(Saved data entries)
···
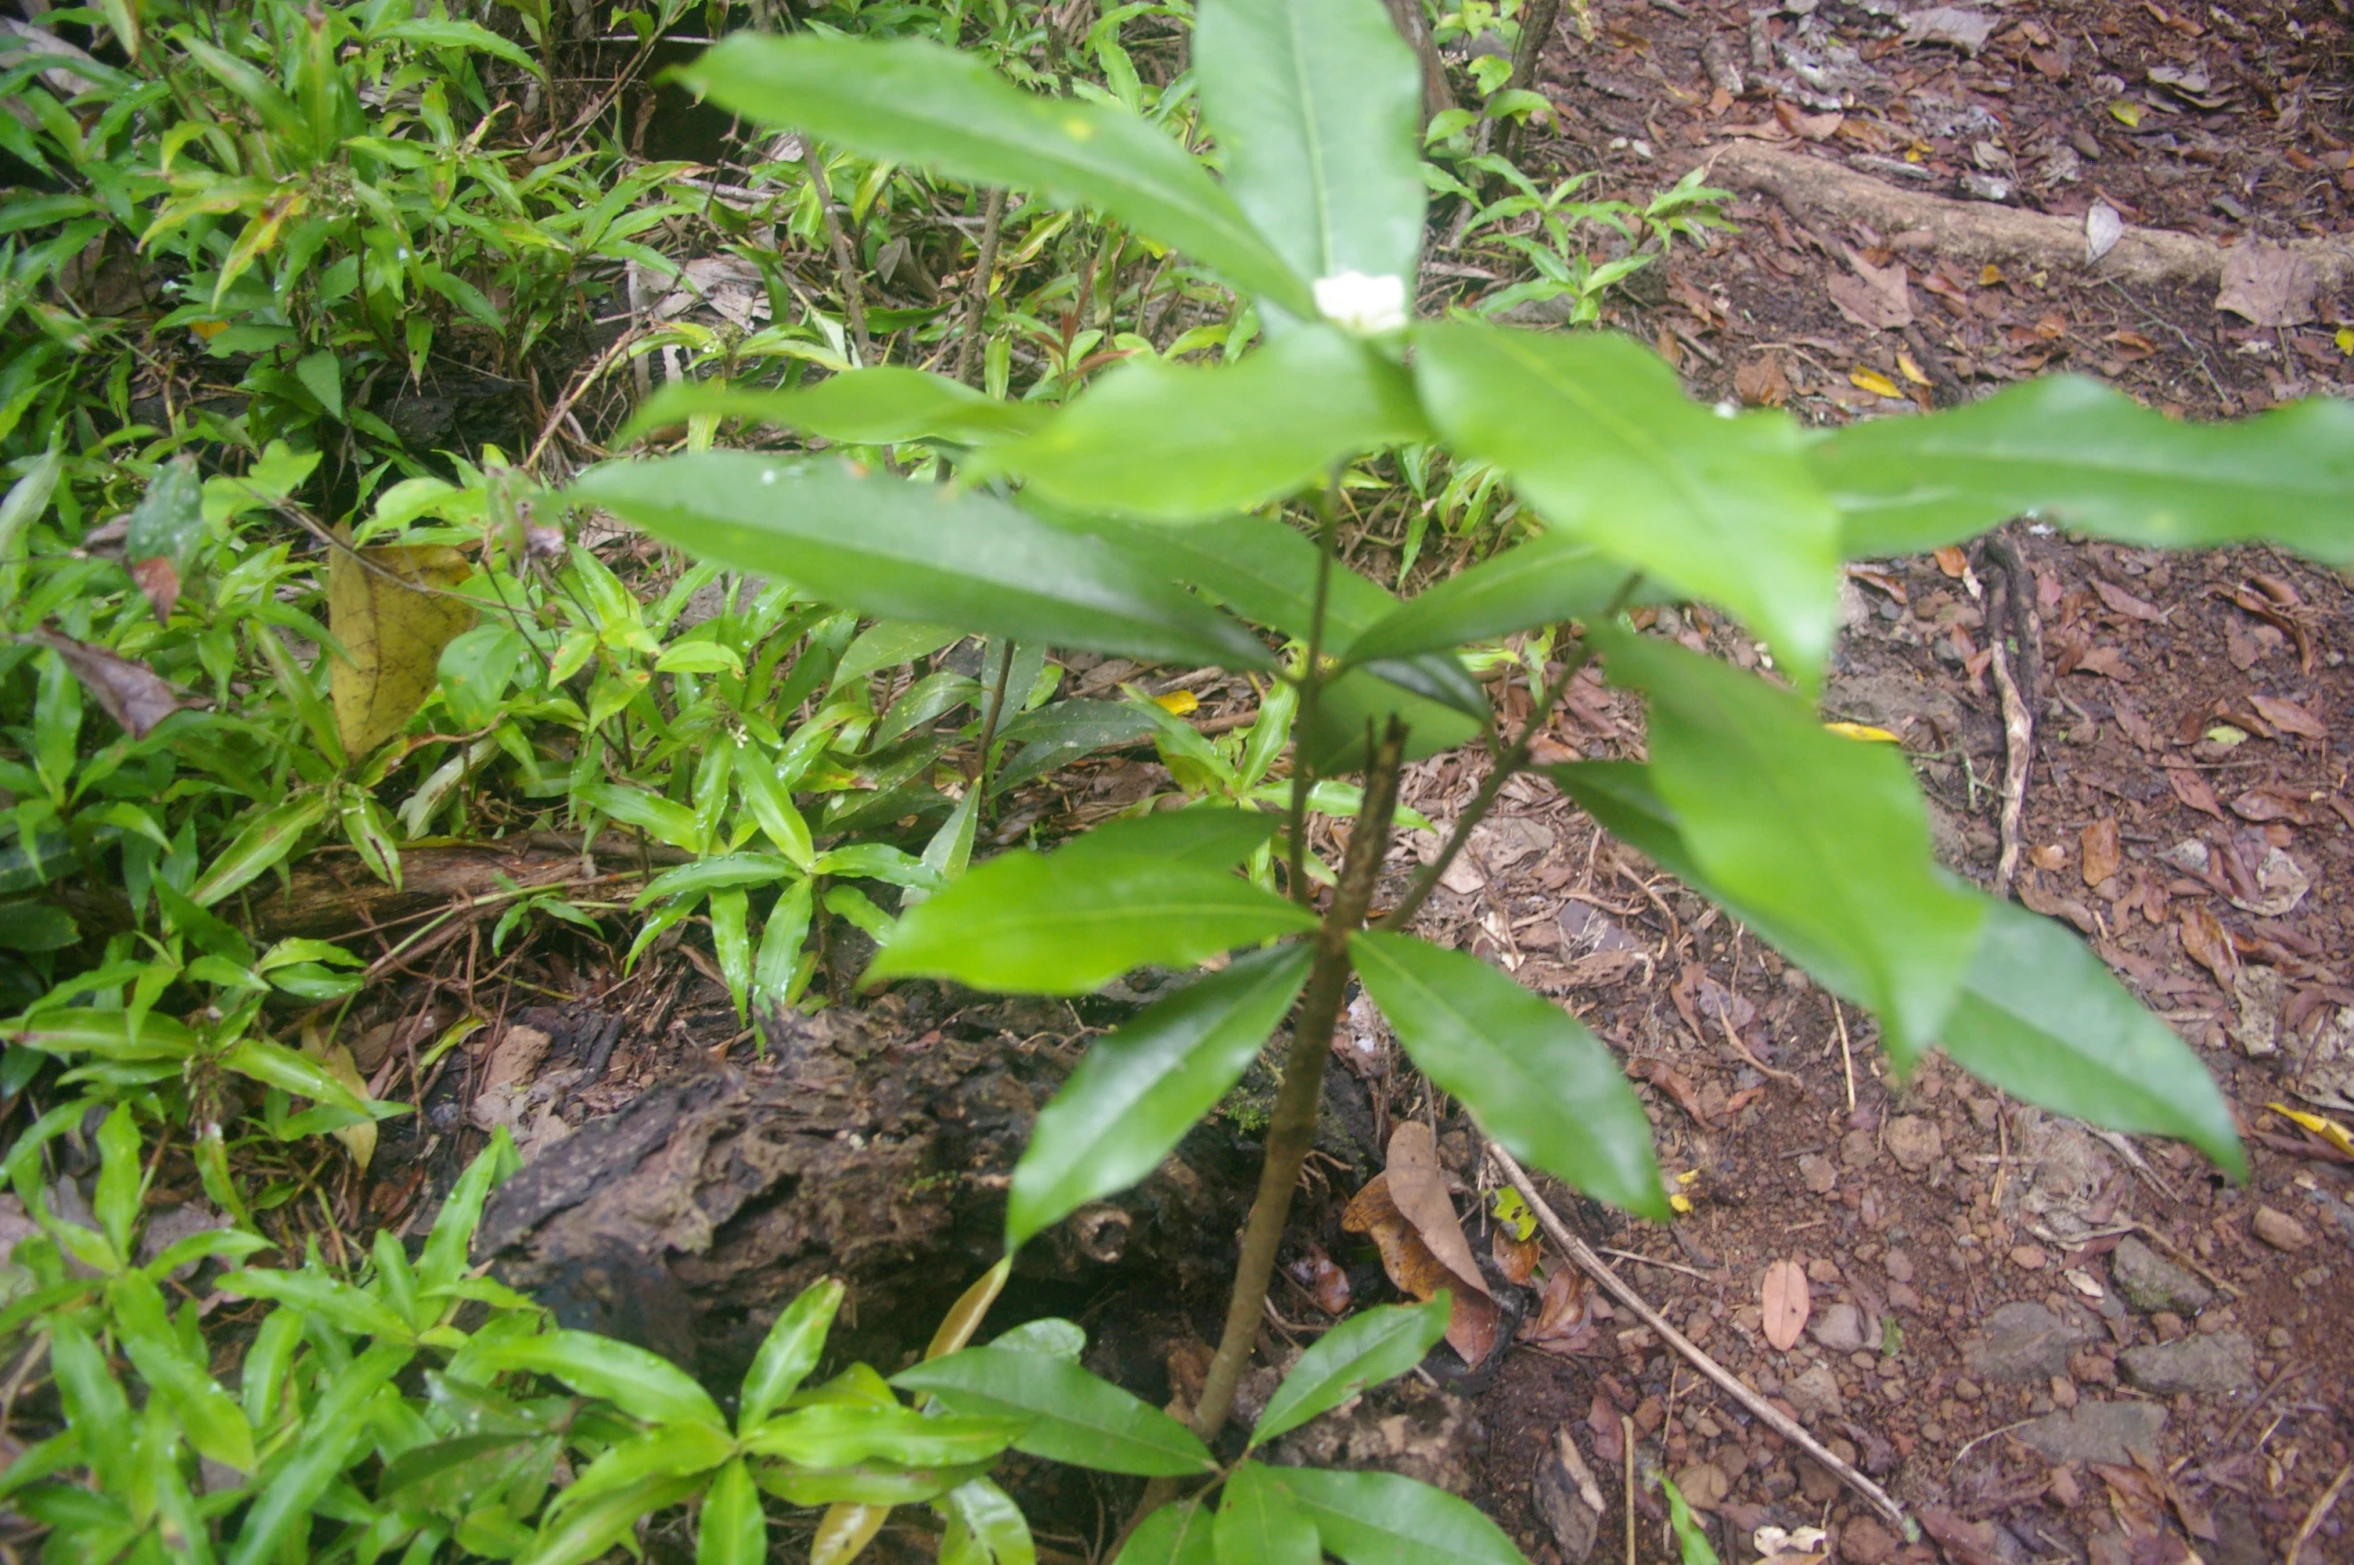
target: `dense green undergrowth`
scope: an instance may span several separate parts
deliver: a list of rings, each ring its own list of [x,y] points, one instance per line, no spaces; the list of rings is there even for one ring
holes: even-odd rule
[[[683,112],[648,96],[656,46],[773,19],[107,0],[0,41],[10,1546],[546,1565],[654,1525],[724,1561],[774,1526],[833,1561],[914,1507],[943,1560],[1013,1565],[1034,1546],[989,1476],[1013,1450],[1153,1480],[1130,1565],[1517,1559],[1459,1499],[1258,1459],[1417,1363],[1444,1295],[1336,1326],[1247,1441],[1226,1398],[1351,984],[1499,1146],[1668,1215],[1600,1043],[1411,936],[1446,857],[1373,904],[1391,826],[1424,824],[1401,765],[1489,752],[1451,854],[1596,657],[1644,693],[1648,760],[1551,780],[1869,1007],[1900,1070],[1942,1047],[2237,1165],[2195,1059],[2072,936],[1945,877],[1901,761],[1807,696],[1841,559],[2022,510],[2343,563],[2344,410],[2179,431],[2056,381],[1829,438],[1719,418],[1629,341],[1493,324],[1594,321],[1721,226],[1717,193],[1603,200],[1492,150],[1551,112],[1501,57],[1426,122],[1372,0],[1201,12],[836,6],[740,34],[683,73],[746,127],[696,165],[633,152]],[[1509,44],[1516,16],[1425,21]],[[1416,297],[1433,201],[1509,282]],[[617,430],[641,369],[664,387]],[[459,389],[454,430],[433,410]],[[1396,529],[1384,580],[1336,563],[1344,523]],[[1434,529],[1479,563],[1401,601]],[[1686,598],[1778,677],[1619,618]],[[1207,736],[1142,686],[1065,689],[1074,651],[1261,699]],[[1517,734],[1493,688],[1516,679]],[[1134,818],[982,848],[1019,790],[1148,745],[1170,782]],[[1310,850],[1319,814],[1353,818],[1344,862]],[[372,943],[263,933],[313,854],[397,885],[443,841],[548,828],[647,873]],[[1079,994],[1209,963],[1041,1116],[1007,1232],[1148,1172],[1288,1020],[1192,1427],[1089,1375],[1068,1323],[972,1346],[1003,1267],[888,1381],[815,1378],[831,1285],[775,1301],[740,1387],[555,1330],[469,1255],[503,1135],[429,1234],[347,1239],[327,1171],[407,1110],[339,1025],[459,917],[624,966],[684,935],[748,1023],[851,1000],[829,927],[879,949],[870,982]],[[220,1226],[151,1238],[166,1190]]]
···
■ TASK DIRECTIONS
Show all of the lines above in which "even" is present.

■ REPLY TO THE TASK
deliver: a list of rings, each ring its own list of [x,y] points, one instance per line, no spaces; the list of rings is there even for one ring
holes: even-odd rule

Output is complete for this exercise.